### [EXCERPTED PASSAGE]
###

The Equality Act 2010 seeks to harmonise, streamline and improve all the existing equality legislation and has implications across a variety of practice areas such as goods and services, education and property law. Here we focus on some key implications for employment law and look at how the Government may affect the Act’s future hereafter.
Changes from October 2010
Amongst other things from 1st October The Equality Act:
- Prescribes a set list of 9 “protected characteristics” of age, disability, gender reassignment, marriage and civil partnership, pregnancy and maternity, race, religion or belief, sex, and sexual orientation.
- With some exceptions, harmonises across these protected characteristics the types of prohibited discrimination of direct discrimination, indirect discrimination, harassment, and victimisation.
- Prohibits certain acts of discrimination that disadvantage those who associate with an individual who has a protected characteristic or which disadvantage an individual who is perceived to have a protected characteristic.

###

### [PROVIDED INFORMATION]
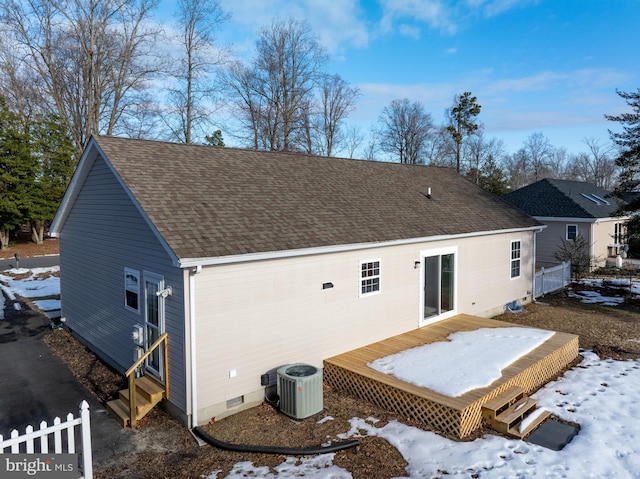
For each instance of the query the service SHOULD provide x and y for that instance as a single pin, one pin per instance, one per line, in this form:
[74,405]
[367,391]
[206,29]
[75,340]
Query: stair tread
[120,411]
[517,410]
[141,400]
[542,415]
[149,386]
[503,398]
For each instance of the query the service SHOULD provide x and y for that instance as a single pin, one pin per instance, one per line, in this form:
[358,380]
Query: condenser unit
[300,390]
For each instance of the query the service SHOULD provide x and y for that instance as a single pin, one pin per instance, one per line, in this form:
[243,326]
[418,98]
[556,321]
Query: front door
[154,321]
[438,285]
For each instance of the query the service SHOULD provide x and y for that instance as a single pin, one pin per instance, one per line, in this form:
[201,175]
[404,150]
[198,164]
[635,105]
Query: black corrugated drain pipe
[292,451]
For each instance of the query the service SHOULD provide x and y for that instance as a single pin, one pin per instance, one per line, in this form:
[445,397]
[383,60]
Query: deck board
[457,416]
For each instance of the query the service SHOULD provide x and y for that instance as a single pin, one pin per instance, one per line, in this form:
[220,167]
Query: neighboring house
[569,209]
[272,259]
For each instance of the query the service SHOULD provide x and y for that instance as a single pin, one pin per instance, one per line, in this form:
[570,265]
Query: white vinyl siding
[291,318]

###

### [ASSIGNMENT]
According to the text on the Equality Act 2010, which four types of prohibited discrimination does the Act harmonize across the protected characteristics?

### [WRITTEN ANSWER]
Direct discrimination, indirect discrimination, harassment, and victimisation.